- _WHAT THIS TASK INVOLVES_
For this listing, the lines between the one holding "x=311, y=180" and the one holding "x=478, y=134", inclusive, must be set down exactly.

- _TASK INPUT_
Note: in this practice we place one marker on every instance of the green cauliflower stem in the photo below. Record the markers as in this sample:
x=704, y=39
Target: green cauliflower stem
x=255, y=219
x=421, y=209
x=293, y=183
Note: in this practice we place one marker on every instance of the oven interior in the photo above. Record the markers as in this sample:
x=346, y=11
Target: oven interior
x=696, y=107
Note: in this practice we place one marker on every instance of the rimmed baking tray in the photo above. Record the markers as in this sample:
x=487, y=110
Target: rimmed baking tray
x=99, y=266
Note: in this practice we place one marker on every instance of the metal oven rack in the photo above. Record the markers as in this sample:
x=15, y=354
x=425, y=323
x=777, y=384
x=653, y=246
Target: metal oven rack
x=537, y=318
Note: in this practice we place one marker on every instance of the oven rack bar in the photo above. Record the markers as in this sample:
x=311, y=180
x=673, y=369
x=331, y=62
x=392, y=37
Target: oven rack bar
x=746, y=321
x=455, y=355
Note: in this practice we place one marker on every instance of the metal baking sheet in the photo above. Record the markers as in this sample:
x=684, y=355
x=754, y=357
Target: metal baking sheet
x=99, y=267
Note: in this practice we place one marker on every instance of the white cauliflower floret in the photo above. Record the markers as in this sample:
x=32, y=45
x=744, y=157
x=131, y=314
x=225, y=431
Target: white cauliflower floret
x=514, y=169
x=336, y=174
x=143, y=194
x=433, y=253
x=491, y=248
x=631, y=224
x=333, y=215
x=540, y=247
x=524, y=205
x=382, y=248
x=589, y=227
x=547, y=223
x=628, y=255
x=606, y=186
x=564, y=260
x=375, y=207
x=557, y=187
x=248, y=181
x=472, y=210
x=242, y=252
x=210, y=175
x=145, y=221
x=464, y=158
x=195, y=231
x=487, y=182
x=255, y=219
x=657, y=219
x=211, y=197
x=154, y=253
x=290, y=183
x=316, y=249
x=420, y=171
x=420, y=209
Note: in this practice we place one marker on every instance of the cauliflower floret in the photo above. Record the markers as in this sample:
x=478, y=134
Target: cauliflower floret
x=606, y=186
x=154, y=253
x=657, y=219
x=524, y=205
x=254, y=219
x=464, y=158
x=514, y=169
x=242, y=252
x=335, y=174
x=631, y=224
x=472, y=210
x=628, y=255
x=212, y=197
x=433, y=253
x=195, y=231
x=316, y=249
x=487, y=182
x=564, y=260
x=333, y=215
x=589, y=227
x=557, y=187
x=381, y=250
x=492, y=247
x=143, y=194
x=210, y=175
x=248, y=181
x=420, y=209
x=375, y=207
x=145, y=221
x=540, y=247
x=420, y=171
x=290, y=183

- _ANSWER TO THIS TASK_
x=311, y=180
x=673, y=369
x=331, y=62
x=392, y=37
Target: oven rack bar
x=746, y=321
x=455, y=355
Note: in this practice we place one marker on every instance of the metal baking sheet in the photo above. Record the markers as in this sample:
x=684, y=355
x=754, y=357
Target: metal baking sheet
x=99, y=267
Note: in this practice we place one marker on every instance of the white cauliflower floret in the photo above. Record the markers as in this sample:
x=32, y=45
x=744, y=157
x=131, y=314
x=225, y=431
Target: white cauliflower floret
x=514, y=169
x=336, y=174
x=143, y=194
x=433, y=253
x=491, y=248
x=631, y=224
x=333, y=215
x=540, y=247
x=524, y=205
x=382, y=248
x=589, y=227
x=547, y=223
x=628, y=255
x=606, y=186
x=564, y=260
x=375, y=207
x=557, y=187
x=248, y=181
x=472, y=210
x=242, y=252
x=210, y=175
x=145, y=221
x=464, y=158
x=195, y=231
x=487, y=182
x=255, y=219
x=657, y=219
x=211, y=197
x=154, y=253
x=290, y=183
x=316, y=249
x=420, y=171
x=420, y=209
Note: in this practice we place one marker on every instance of the cauliflower floret in the photo above. Record the markers as in this sample:
x=478, y=134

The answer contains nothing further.